## WORK TO BE COMPLETED:
Repeat all entries exactly.
▶
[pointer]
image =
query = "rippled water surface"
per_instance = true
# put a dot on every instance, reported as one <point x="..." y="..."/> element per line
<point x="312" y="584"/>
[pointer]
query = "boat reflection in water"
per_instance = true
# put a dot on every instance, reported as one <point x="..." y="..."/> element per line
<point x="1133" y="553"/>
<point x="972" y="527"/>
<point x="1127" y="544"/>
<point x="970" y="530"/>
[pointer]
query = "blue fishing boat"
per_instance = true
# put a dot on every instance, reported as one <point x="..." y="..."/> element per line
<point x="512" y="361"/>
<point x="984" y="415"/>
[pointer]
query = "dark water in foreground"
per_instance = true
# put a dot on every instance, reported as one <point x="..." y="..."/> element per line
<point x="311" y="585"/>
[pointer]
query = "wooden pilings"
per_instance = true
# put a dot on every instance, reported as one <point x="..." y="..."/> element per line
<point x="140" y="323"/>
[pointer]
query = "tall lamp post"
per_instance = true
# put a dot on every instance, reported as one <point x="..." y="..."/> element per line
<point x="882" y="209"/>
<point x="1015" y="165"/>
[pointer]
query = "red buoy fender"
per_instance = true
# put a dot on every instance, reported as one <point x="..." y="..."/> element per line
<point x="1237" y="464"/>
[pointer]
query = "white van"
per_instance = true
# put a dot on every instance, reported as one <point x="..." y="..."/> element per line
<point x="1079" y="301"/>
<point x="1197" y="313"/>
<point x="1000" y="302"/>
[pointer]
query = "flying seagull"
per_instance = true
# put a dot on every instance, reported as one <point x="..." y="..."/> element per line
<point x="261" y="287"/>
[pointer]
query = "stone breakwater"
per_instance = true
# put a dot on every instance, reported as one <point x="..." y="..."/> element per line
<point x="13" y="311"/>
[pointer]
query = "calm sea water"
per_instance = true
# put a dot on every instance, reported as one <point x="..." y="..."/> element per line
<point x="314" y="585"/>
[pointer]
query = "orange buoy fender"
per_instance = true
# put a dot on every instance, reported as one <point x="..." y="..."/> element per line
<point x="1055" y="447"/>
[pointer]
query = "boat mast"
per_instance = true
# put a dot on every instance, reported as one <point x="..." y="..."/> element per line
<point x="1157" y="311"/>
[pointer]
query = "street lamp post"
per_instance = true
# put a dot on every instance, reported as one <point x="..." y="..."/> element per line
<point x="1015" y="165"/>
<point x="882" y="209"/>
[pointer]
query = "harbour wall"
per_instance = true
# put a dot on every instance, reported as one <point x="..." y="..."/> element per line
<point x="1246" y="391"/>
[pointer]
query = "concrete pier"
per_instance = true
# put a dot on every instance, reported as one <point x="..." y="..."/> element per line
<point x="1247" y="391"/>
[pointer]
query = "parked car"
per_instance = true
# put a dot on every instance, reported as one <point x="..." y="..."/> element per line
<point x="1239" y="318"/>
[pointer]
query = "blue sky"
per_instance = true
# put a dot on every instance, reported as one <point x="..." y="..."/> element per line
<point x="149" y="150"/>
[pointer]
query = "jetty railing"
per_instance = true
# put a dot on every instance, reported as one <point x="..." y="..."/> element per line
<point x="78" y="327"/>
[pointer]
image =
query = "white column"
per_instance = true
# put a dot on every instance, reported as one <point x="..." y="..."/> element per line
◀
## ANSWER TO THIS EXERCISE:
[pointer]
image =
query = "rippled water surface"
per_instance = true
# put a dot on every instance, reported as one <point x="..." y="..."/> element per line
<point x="312" y="584"/>
[pointer]
query = "boat reflection in water"
per_instance = true
# put a dot on every instance, reported as one <point x="..." y="..."/> element per line
<point x="1133" y="553"/>
<point x="972" y="527"/>
<point x="1127" y="544"/>
<point x="970" y="530"/>
[pointer]
query = "blue fishing boat"
per_instance = true
# put a dot on every instance, reported as one <point x="..." y="..."/> element per line
<point x="512" y="361"/>
<point x="984" y="415"/>
[pointer]
query = "dark water in foreground"
per_instance = true
# put a dot on every instance, reported as one <point x="..." y="..."/> element per line
<point x="311" y="585"/>
[pointer]
query = "wooden pilings"
per_instance = true
# put a dot on every instance, reported as one <point x="..." y="..."/> element per line
<point x="140" y="323"/>
[pointer]
query = "tall lamp post"
per_instance = true
# put a dot on every instance, reported as one <point x="..." y="..."/> element per line
<point x="882" y="209"/>
<point x="1015" y="165"/>
[pointer]
query = "red buoy fender"
per_instance = true
# put a dot on every instance, reported as one <point x="..." y="..."/> element per line
<point x="1237" y="464"/>
[pointer]
query = "white van"
per_instance = true
# put a dot on every instance, reported as one <point x="..." y="..."/> element per line
<point x="1079" y="301"/>
<point x="1197" y="313"/>
<point x="1000" y="302"/>
[pointer]
query = "flying seagull"
per_instance = true
# put a dot on every instance, reported as one <point x="..." y="..."/> element per line
<point x="261" y="287"/>
[pointer]
query = "stone breakwater"
per_instance = true
# put a dot on every instance, reported as one <point x="..." y="..."/> element per line
<point x="13" y="311"/>
[pointer]
query = "calm sea water"
per_instance = true
# put a dot on every instance, reported as one <point x="..." y="..."/> element per line
<point x="314" y="585"/>
[pointer]
query = "orange buoy fender"
per_instance = true
# put a dot on every instance, reported as one <point x="..." y="..."/> element per line
<point x="1055" y="447"/>
[pointer]
query = "boat mast"
per_instance = true
# put a dot on every instance, reported as one <point x="..." y="..."/> element per line
<point x="1157" y="311"/>
[pointer]
query = "street lamp post"
per_instance = true
# put a dot on every instance, reported as one <point x="..." y="..."/> element per line
<point x="1015" y="165"/>
<point x="882" y="209"/>
[pointer]
query = "harbour wall"
per_instance = true
# put a dot on every instance, reported as one <point x="..." y="..."/> element per line
<point x="1246" y="391"/>
[pointer]
query = "concrete pier"
per_instance = true
# put a dot on every instance, reported as one <point x="..." y="..."/> element per line
<point x="1247" y="391"/>
[pointer]
query = "parked car"
per_instance = true
# put a dot on every instance, reported as one <point x="..." y="..."/> element per line
<point x="1239" y="318"/>
[pointer]
query = "blue sky"
per_instance = true
# put a dot on every instance, reported as one <point x="..." y="..."/> element per line
<point x="149" y="150"/>
[pointer]
query = "jetty railing"
per_instance = true
# put a dot on every instance, reported as one <point x="..." y="..."/> element per line
<point x="78" y="327"/>
[pointer]
image =
query = "white column"
per_instance = true
# put a dot on every instance, reported as one <point x="..." y="..."/> element per line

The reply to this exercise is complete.